◆ **AIM OF THE EXERCISE**: Set down every entry word for word. Omit the pictures.

START DATA SECTION

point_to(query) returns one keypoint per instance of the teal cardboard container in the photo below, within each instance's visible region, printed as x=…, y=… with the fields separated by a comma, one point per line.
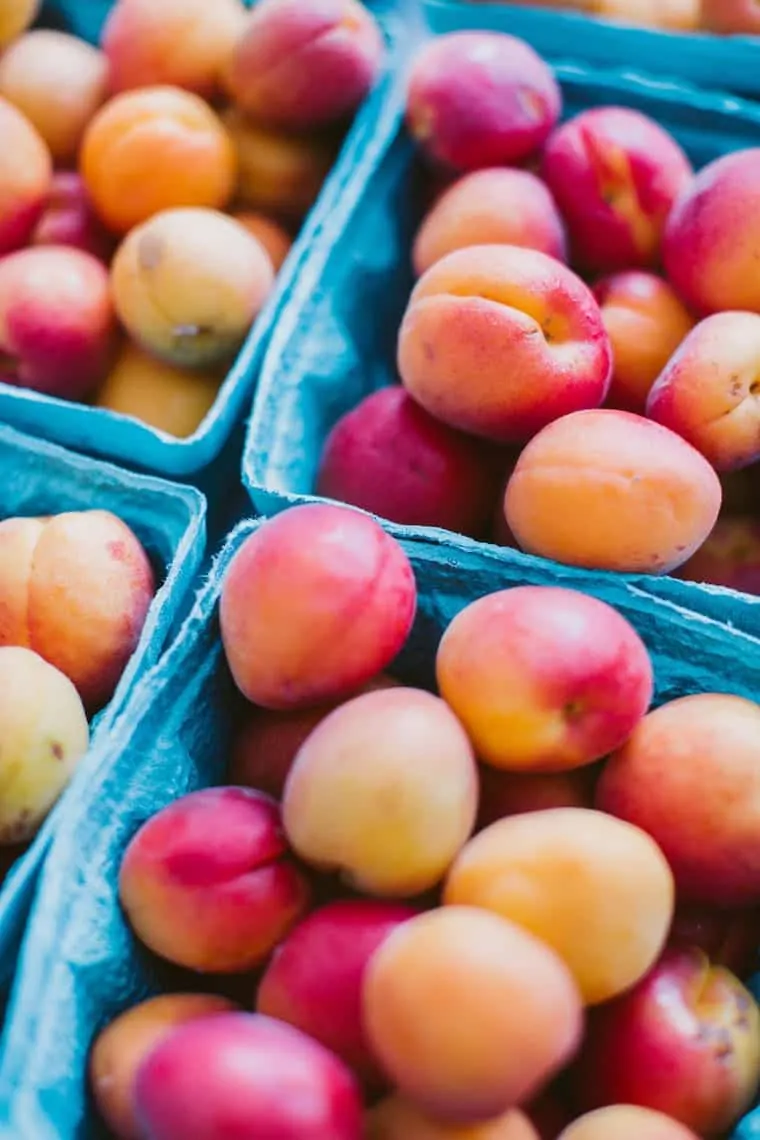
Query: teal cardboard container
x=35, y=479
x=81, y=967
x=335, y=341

END DATA SECTION

◆ **RESPONSE**:
point_to(query) returns one keypoint per instance of the teal cardboard container in the photo below, within each instance's visible region, printed as x=…, y=… with the fields separated by a comma, one point per line.
Query: teal cardboard container
x=35, y=479
x=81, y=967
x=335, y=341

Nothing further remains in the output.